GIVEN INFORMATION =>
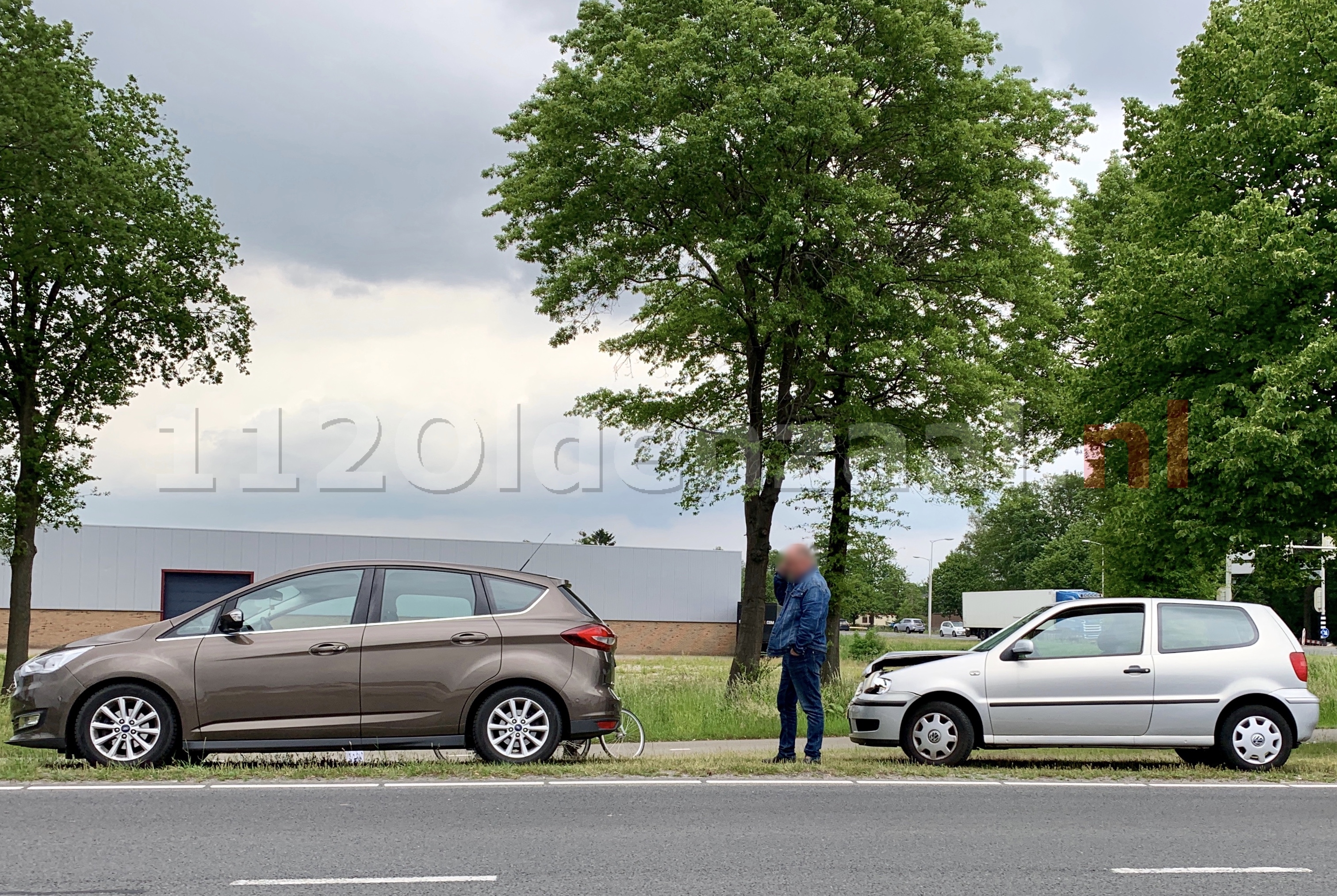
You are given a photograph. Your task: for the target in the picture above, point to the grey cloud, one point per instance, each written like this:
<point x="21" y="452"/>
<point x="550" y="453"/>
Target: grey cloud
<point x="341" y="135"/>
<point x="349" y="135"/>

PROBLEM DESCRIPTION => Rewrite the rows, changing "grey cloud" to "storm cloud" and keeping everything else the same. Leave the pictures out.

FULL OUTPUT =>
You are given a photograph. Your task: for the target in the picture above, point to the storm cloud, one point per instance, each written like this:
<point x="21" y="452"/>
<point x="550" y="453"/>
Target: storm cloud
<point x="341" y="135"/>
<point x="349" y="135"/>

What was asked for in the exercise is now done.